Midland News picked up on the story and, on 11th March 1957, there was a brief item on the local TV news, lasting just under a minute.  The film clip may be seen on the Media Archive for Central England Archive (though unfortunately with no sound available).  It begins with Bertram walking along the High Street to the fountain, holding the hand of a small child.  He then walks through the churchyard to his cottage in Chapel Street.  He is next seen holding an ivory task and waving goodbye to his wife, Ellen, and talking to a man with a bicycle by glasshouses along Badsey Fields Lane.  Finally, there are images of some of the ivory carvings he has created.  

In 1962, the Bishop of Worcester, Dr L M Charles-Edwards, visited Badsey when he began his annual walking pilgrimage in the Evesham Deanery.  During his visit, he met Bertram Jones who had retired by this time.  The following year, together with Dick Caswell, Badsey’s blacksmith, Bertram was featured in the Birmingham Daily Post, where it was stated that ornamental turners who had seen his beautiful work, considered it remarkable that he had been able to make such masterpieces with a small plain lathe.

Bertram Jones
Bertram and Ellen Jones outside Vine Cottage showing an elephant tusk and an ivory chess set. Second from the left is the Vicar of Badsey, Peter Braby.  On the left is the Bishop of Worcester, Dr L M Charles-Edwards, and in the middle is the Bishop's Chaplain.  Photo loaned by Anna Tucker.
Bertram Jones headed notepaper
Headed notepaper still being used by Bertram Jones after he retired.

Exercise data

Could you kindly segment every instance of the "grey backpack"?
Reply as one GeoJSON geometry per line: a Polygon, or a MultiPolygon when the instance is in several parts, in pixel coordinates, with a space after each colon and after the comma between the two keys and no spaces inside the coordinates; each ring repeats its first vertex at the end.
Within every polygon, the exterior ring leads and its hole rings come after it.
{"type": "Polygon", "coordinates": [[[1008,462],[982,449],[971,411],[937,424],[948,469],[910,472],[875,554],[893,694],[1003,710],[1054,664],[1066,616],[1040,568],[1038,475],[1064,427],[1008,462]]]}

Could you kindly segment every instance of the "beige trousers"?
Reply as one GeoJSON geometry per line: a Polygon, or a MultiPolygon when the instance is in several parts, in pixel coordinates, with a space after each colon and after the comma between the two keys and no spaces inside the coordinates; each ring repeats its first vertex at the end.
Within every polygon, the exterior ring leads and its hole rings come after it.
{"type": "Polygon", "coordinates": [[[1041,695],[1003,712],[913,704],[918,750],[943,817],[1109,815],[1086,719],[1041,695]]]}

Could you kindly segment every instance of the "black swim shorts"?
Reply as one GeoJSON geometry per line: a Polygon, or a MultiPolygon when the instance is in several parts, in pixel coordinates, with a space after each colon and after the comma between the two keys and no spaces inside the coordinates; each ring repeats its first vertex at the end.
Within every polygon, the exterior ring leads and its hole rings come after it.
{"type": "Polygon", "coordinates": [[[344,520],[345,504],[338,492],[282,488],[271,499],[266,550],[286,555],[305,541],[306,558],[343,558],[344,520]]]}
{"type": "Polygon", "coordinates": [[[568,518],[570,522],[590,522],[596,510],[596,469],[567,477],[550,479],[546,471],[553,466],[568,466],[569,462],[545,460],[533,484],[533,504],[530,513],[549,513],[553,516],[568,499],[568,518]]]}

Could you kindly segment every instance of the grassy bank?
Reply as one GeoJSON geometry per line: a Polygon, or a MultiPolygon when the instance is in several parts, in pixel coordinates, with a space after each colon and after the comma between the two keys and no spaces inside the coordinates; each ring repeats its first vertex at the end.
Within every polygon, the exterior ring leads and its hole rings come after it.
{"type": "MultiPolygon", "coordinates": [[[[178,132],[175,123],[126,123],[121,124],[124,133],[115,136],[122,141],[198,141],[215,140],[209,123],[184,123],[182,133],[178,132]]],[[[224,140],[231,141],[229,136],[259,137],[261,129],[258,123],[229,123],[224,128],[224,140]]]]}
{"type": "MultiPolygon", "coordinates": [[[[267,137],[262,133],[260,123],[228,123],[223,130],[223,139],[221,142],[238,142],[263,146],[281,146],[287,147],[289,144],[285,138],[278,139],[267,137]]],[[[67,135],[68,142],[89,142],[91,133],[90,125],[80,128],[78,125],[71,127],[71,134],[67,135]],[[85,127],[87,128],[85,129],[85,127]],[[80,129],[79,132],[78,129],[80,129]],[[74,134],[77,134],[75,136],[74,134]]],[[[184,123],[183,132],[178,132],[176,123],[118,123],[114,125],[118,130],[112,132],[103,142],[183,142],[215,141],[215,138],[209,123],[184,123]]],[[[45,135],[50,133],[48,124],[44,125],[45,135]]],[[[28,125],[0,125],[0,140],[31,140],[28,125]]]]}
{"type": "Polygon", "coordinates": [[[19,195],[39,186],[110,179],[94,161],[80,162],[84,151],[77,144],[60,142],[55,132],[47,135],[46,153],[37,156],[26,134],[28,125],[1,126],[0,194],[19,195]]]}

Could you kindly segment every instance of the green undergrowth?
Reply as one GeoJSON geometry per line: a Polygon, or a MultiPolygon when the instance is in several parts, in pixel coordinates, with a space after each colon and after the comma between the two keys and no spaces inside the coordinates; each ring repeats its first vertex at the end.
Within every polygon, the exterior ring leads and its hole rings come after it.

Jobs
[a] Convert the records, from the line containing "Could you kindly segment every instance of the grassy" through the last line of the records, into a JSON list of strings with one string per line and blank lines omitted.
[b] Carry on the account of Bertram Jones, the Badsey ivory carver, picking up after its final line.

Answers for this exercise
[a]
[
  "Could you kindly segment every instance of the grassy bank?",
  "Reply as one GeoJSON geometry per line: a Polygon, or a MultiPolygon when the instance is in several parts, in pixel coordinates, with a space after each colon and after the comma between the two keys and no spaces inside the coordinates; each ring repeats its first vertex at the end.",
  "Within every polygon, the exterior ring leads and its hole rings come after it.",
  "{\"type\": \"MultiPolygon\", \"coordinates\": [[[[178,132],[175,123],[126,123],[121,124],[124,133],[115,136],[122,141],[198,141],[215,140],[209,123],[184,123],[182,133],[178,132]]],[[[224,140],[231,141],[229,136],[259,137],[261,129],[258,123],[229,123],[224,128],[224,140]]]]}",
  "{\"type\": \"MultiPolygon\", \"coordinates\": [[[[267,137],[262,133],[260,123],[228,123],[223,130],[223,139],[221,142],[238,142],[263,146],[281,146],[287,147],[289,144],[285,138],[278,139],[267,137]]],[[[67,135],[68,142],[89,142],[91,133],[90,125],[80,128],[78,125],[71,127],[71,134],[67,135]],[[85,127],[87,128],[85,129],[85,127]],[[80,129],[79,132],[78,129],[80,129]],[[74,134],[77,134],[75,136],[74,134]]],[[[184,123],[183,132],[178,132],[176,123],[118,123],[114,125],[118,130],[112,132],[103,142],[183,142],[215,141],[215,138],[209,123],[184,123]]],[[[45,135],[50,133],[48,124],[44,125],[45,135]]],[[[28,125],[0,125],[0,140],[31,140],[28,125]]]]}",
  "{\"type\": \"Polygon\", \"coordinates\": [[[19,195],[39,186],[110,179],[94,161],[80,162],[84,151],[77,144],[60,142],[55,132],[47,135],[46,153],[37,156],[26,134],[28,125],[1,126],[0,194],[19,195]]]}",
  "Could you kindly segment every instance of the green undergrowth?",
  "Reply as one GeoJSON geometry per line: a Polygon, or a MultiPolygon when the instance is in several parts, in pixel coordinates, with a space after each colon and after the comma between the two keys and no spaces inside the coordinates; each ring repeats its first vertex at the end.",
  "Within every polygon, the exterior ring leads and its hole rings come after it."
]

[b]
Bertram and Ellen lived out their days at Vine Cottage on Chapel Street.  Ellen died in July 1968 and Bertram died 13 months later on 8th August 1969.  His obituary in the September parish magazine said that he had been a lonely man since the death of his wife.  The report described him as “a small, unpretentious figure, and rather shy”, and concluded by saying:

Bombed out of their house and the workshop in Dalston in the blitz, Mr & Mrs Jones came to make their home in Badsey, and, with their warm friendly natures, made themselves at once socially acceptable.  Mr Jones, among his other accomplishments, was a teacher of ballroom dancing, and could claim that several happily married couples first came to know each other at the school of dancing which he held in the Wheatsheaf.  His great hobby was fishing.

Bertram Jones graveBertram and Ellen were buried in Badsey churchyard, just yards away from their Vine Cottage home.  This was the newest section of the churchyard which had been consecrated in 1965.  Their tombstone in Badsey churchyard reads (NB – the birth date for Bertram is incorrect, as he was born in 1885):

IN
LOVING MEMORY 
OF 
BERTRAM A. JONES 
1887-1969.
AND HIS WIFE 
ELLEN MARIE 
1890-1968.

The end of an era

Bertram Jones’ elder son, Alfred William Lewis Jones, known as Bill, also became an ivory turner.  Like his father, he made fine ivory chessmen, winning him many prizes in the competitions of the Ornamental Turners Society and of the Worshipful Company of Turners.  Both he and his father could produce a 3-inch tall knight in about an hour.  When he died in 2011, a tribute to him by John Edwards in The Society of Ornamental Turners Bulletin, said:

The passing of Bill Jones brings to an end the era of the “ivory turner”. Bill was probably the last of this old school of skilled hand craftsmen, his career ending simultaneously with the curtailment of the ivory trade [there was a worldwide ban on ivory sales in 1989].

Most of Bill’s work was from another era, as were many of his techniques. Many of the skills he used and demonstrated are now a lost art; he could pretty much make anything held in one of his chalked jam chucks and join anything together in a blink of an eye, with threading.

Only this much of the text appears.